*Task goal*. Replace "agriculture scouting" with "crop inspection" everywhere in the lines below. Leave everything else as it is.

::: Listed entries

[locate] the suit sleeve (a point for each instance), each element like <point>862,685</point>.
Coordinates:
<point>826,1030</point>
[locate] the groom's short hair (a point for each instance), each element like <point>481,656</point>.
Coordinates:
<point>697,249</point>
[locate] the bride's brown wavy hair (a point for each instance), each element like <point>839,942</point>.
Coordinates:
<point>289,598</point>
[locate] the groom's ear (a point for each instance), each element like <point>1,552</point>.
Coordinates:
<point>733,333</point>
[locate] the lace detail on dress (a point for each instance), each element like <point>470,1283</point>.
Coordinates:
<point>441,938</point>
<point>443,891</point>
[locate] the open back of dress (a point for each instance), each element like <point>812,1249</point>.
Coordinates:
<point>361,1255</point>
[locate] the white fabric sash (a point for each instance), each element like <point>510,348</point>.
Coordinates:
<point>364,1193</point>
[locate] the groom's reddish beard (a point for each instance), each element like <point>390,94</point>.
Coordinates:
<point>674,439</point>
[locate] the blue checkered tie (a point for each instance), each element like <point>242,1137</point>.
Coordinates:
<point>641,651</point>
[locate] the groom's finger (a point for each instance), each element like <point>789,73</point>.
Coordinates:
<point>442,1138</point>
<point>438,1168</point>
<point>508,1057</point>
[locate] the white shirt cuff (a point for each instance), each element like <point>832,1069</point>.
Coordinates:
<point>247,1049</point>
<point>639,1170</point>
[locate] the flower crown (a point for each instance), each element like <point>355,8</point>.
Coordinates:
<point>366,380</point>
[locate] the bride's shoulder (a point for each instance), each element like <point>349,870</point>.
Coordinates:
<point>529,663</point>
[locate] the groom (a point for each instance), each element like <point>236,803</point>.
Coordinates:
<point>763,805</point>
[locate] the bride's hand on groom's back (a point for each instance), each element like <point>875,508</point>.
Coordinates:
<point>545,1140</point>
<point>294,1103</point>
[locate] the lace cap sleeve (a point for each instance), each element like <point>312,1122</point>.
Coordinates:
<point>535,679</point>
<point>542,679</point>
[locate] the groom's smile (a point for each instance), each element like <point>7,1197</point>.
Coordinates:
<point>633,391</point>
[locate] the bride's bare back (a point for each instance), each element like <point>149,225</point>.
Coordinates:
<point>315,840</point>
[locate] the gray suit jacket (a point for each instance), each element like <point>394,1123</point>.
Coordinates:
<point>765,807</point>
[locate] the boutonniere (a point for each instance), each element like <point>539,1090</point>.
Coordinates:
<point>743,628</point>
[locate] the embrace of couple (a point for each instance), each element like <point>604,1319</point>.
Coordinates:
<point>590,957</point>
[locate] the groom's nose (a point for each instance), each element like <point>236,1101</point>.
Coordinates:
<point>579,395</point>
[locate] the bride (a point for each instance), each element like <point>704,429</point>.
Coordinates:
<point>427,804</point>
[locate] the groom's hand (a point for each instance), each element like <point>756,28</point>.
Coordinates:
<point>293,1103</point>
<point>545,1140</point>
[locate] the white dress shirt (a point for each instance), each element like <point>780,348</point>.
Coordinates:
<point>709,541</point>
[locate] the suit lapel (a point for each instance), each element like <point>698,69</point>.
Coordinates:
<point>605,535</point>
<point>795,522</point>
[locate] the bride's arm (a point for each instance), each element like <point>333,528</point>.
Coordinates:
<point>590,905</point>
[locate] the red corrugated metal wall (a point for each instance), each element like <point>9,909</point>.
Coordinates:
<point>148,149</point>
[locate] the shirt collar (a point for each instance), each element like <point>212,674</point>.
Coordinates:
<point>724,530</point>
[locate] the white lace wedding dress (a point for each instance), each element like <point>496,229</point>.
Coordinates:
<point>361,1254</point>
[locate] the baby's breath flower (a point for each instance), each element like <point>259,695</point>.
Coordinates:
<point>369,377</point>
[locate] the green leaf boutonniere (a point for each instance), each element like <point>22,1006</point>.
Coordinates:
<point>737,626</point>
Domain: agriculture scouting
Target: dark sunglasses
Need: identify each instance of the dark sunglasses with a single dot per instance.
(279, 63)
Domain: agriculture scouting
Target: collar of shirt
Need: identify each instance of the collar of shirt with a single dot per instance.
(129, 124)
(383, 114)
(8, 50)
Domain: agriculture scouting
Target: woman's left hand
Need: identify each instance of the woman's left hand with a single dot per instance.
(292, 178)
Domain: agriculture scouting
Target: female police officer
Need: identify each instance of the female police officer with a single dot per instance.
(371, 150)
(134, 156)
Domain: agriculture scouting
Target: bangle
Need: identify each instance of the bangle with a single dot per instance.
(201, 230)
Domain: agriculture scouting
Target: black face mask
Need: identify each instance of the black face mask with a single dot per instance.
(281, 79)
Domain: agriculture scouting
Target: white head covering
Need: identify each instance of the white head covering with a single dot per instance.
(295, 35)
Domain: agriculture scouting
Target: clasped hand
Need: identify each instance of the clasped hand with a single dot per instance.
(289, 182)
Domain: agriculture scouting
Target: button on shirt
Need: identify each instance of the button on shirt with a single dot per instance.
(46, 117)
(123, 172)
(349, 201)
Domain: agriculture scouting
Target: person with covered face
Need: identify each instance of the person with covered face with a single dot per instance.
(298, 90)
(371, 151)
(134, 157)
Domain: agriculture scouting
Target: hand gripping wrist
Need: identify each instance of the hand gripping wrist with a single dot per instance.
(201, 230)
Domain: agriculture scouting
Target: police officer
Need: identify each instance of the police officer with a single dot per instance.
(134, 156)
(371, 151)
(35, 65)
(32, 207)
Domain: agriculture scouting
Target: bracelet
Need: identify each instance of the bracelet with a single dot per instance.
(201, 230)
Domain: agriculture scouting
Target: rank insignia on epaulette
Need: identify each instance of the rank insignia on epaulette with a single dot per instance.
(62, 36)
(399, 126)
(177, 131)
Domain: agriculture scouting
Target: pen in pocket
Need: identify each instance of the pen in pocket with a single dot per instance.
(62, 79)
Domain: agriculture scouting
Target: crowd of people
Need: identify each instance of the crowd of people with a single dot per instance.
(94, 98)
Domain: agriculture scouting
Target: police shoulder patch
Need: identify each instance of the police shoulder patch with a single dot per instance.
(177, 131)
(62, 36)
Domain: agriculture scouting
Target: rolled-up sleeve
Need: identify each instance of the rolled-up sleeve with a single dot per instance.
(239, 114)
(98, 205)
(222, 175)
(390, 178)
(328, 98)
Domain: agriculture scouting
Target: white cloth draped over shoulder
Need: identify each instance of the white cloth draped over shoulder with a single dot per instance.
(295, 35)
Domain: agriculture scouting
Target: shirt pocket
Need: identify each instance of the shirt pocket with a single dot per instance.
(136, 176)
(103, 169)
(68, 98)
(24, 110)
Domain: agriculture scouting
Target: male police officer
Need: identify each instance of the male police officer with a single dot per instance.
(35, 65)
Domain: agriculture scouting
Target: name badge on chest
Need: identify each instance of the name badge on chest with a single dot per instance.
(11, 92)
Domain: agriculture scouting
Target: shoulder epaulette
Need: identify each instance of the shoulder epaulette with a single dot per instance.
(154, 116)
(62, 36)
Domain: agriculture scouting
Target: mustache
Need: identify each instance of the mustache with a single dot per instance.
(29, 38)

::::::

*Exercise response*.
[locate] the suit sleeve (a point for each instance), each element like <point>862,685</point>.
Coordinates:
<point>826,1030</point>
[locate] the groom's short hair (a point for each instance), each element like <point>481,656</point>.
Coordinates:
<point>697,249</point>
[locate] the bride's brown wavy hair (a point for each instance), each element like <point>839,942</point>.
Coordinates:
<point>289,598</point>
[locate] the groom's ear (a point for each instance), each element like <point>1,552</point>.
Coordinates:
<point>733,333</point>
[locate] the lace detail on dress (a point for each instance), each element like <point>470,1283</point>.
Coordinates:
<point>441,938</point>
<point>443,891</point>
[locate] the open back of dress (a point for each instance), each element like <point>812,1249</point>.
Coordinates:
<point>361,1255</point>
[locate] the white fabric sash (a point for each instance), each element like <point>510,348</point>.
Coordinates:
<point>364,1193</point>
[locate] the groom's reddish beard (a point for each instance), each element like <point>390,94</point>.
Coordinates:
<point>674,439</point>
[locate] the blue checkered tie (a point for each instance), each element like <point>242,1137</point>.
Coordinates:
<point>641,651</point>
[locate] the groom's finger (a point for each instance), each element like <point>789,73</point>.
Coordinates:
<point>442,1138</point>
<point>438,1168</point>
<point>508,1057</point>
[locate] the white shirt cuff (a point for each instance), each element like <point>832,1069</point>.
Coordinates:
<point>247,1049</point>
<point>639,1170</point>
[locate] the flower crown (a point for each instance), each element like <point>355,8</point>.
Coordinates:
<point>366,380</point>
[locate] the bride's shoulder (a point for each instance), each element like <point>349,870</point>.
Coordinates:
<point>529,663</point>
[locate] the groom (a point for each instance), each element like <point>236,803</point>.
Coordinates:
<point>763,805</point>
[locate] the bride's hand on groom's back (a point for each instance), each element like <point>875,508</point>.
Coordinates:
<point>545,1140</point>
<point>294,1103</point>
[locate] the lace cap sleeve (a point for each instance), each element like <point>312,1122</point>.
Coordinates:
<point>535,679</point>
<point>542,679</point>
[locate] the groom's smile (a point for each instance), each element like <point>7,1197</point>.
Coordinates:
<point>633,391</point>
[locate] the bride's bare back (a point for each instance), each element like <point>149,225</point>.
Coordinates:
<point>315,840</point>
[locate] the gray suit jacket (a point for each instance), each element like <point>394,1123</point>.
Coordinates:
<point>765,807</point>
[locate] the boutonniere (a point for each instance), each element like <point>539,1090</point>.
Coordinates:
<point>743,628</point>
[locate] the embrace of couple (a point for each instance), each element like <point>604,1319</point>.
Coordinates:
<point>590,957</point>
[locate] the groom's nose (a point for each instance), each element like <point>236,1101</point>.
Coordinates:
<point>579,395</point>
[locate] the bride (a point for each instance), each element like <point>704,429</point>.
Coordinates:
<point>427,804</point>
[locate] the groom's hand (a point for each instance), each element like <point>756,28</point>.
Coordinates:
<point>293,1103</point>
<point>545,1140</point>
[locate] the white dress shirt (a point for each instance), each element like <point>780,348</point>.
Coordinates:
<point>709,541</point>
[locate] the suit lapel (a point for each instance), each element like <point>698,69</point>.
Coordinates:
<point>605,535</point>
<point>795,522</point>
[locate] the bride's arm (a point for each instance), each element like <point>333,528</point>.
Coordinates:
<point>590,905</point>
[locate] the red corrugated metal wall (a point for each instance), each element like <point>9,909</point>.
Coordinates:
<point>148,149</point>
[locate] the shirt collar (a point for each instance), each element like <point>212,674</point>.
Coordinates:
<point>724,530</point>
[locate] the white lace wedding dress (a point for each instance), each element like <point>496,229</point>.
Coordinates:
<point>361,1254</point>
[locate] the baby's breath flower (a point for each instance), each element like <point>259,695</point>.
Coordinates:
<point>369,377</point>
[locate] the green leaf boutonniere (a point for each instance), each element like <point>22,1006</point>.
Coordinates:
<point>737,626</point>
Domain: crop inspection
Target: dark sunglasses
Need: identify each instance of the dark sunglasses with a single dot per instance.
(279, 63)
Domain: crop inspection
Target: collar of shirt
Need: identify each instance of the collar of shirt with a single dot per instance.
(129, 124)
(383, 114)
(8, 50)
Domain: crop inspection
Target: woman's left hand
Need: identify each instance of the woman's left hand with a single dot per instance.
(292, 178)
Domain: crop inspection
Target: female police officer
Need: identify each instance of the female police officer with a single dot per instance.
(371, 150)
(134, 156)
Domain: crop inspection
Target: bangle
Need: identify each instance of the bangle with a single dot per instance.
(201, 230)
Domain: crop inspection
Target: black face mask
Need: identify each instance of the black face mask with a single dot per instance.
(281, 79)
Domain: crop inspection
Target: white head covering
Need: identify each instance of the white head covering with a single dot per instance.
(295, 35)
Domain: crop inspection
Target: clasped hand
Need: identify each instance of the clasped hand with a single dot per instance.
(289, 182)
Domain: crop inspection
Target: button on shirt
Need: identify each instance of the button on shirt with a single dot per instance.
(46, 117)
(123, 172)
(349, 201)
Domain: crop inspection
Target: person with covered face
Need: identify each instance of the person with covered face with a single dot per instance.
(298, 90)
(371, 151)
(134, 157)
Domain: crop inspection
Target: hand gripping wrist
Need: identify each instance of the hand gripping wrist with a single dot per instance.
(201, 230)
Domain: crop inspection
Target: police officer
Need: identify each instance of the police officer with a single dot per instance.
(134, 156)
(371, 151)
(35, 65)
(32, 207)
Domain: crop inspection
Target: bracelet
Need: identify each instance of the bracelet with a single dot per instance.
(201, 230)
Domain: crop inspection
Target: rank insignia on epaulette
Need: identify each instance of the rank insignia on epaulette with a single dot per instance.
(62, 36)
(399, 126)
(177, 131)
Domain: crop inspection
Target: pen in pocket
Need: identify each instance of the pen in pocket with a single dot per instance.
(62, 79)
Domain: crop inspection
Target: crowd of people
Need: identify each instance of the crowd of people with a single dot per instance.
(94, 98)
Domain: crop inspection
Target: police shoulder patch
Need: identify each instance of the police shoulder patch with a single dot per instance.
(177, 131)
(62, 36)
Domain: crop inspection
Target: rolled-up sleeve
Need: identify each instance of the rolled-up sleeve with a single dot per instance.
(239, 114)
(98, 205)
(222, 175)
(390, 178)
(328, 98)
Domain: crop inspection
Target: white cloth draped over shoulder
Need: identify each instance of the white cloth draped over shoulder with a single dot per instance.
(295, 35)
Domain: crop inspection
Target: shirt pocket
Need: identify each instance of the shirt pocket with a single dot per instance.
(136, 176)
(103, 169)
(68, 98)
(24, 110)
Domain: crop inspection
Target: male police officer
Need: identify each instance of the male police officer with a single dot per instance.
(35, 65)
Domain: crop inspection
Target: name badge on chest
Need: identify each instance of the name badge on chest with a single dot per instance.
(11, 92)
Domain: crop inspection
Target: shoulder epaulette
Need: identify each instance of the shoulder epaulette with a single dot per instance.
(154, 116)
(62, 36)
Domain: crop inspection
Target: mustache
Need: identify each instance of the mustache with a single dot per instance.
(29, 38)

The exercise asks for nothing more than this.